:: Available records

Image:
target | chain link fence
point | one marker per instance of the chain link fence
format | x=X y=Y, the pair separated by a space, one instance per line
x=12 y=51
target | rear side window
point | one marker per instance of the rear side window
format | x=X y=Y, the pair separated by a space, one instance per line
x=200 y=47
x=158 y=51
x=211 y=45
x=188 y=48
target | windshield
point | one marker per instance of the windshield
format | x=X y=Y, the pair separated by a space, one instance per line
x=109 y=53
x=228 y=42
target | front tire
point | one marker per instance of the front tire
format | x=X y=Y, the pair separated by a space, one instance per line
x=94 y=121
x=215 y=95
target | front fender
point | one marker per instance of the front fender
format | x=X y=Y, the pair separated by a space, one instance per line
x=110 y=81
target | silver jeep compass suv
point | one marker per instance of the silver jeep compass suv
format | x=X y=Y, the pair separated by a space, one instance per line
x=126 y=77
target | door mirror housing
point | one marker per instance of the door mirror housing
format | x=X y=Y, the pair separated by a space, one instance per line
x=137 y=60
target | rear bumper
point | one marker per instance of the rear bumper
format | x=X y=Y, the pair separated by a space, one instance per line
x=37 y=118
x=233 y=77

::::
:: Available records

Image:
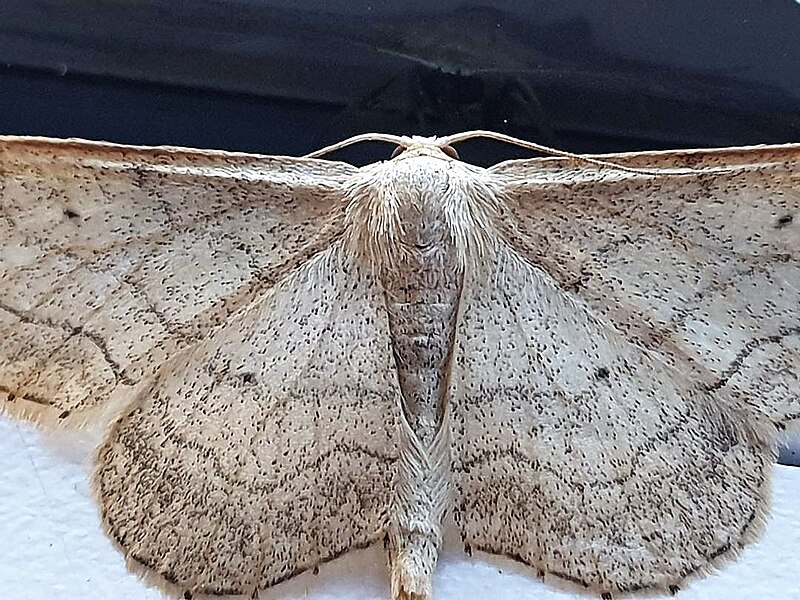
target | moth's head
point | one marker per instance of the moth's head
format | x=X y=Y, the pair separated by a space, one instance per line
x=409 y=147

::::

Copy out every line in the records above that contains the word "link".

Exercise response>
target | chain link fence
point | one marker per instance of the chain link fence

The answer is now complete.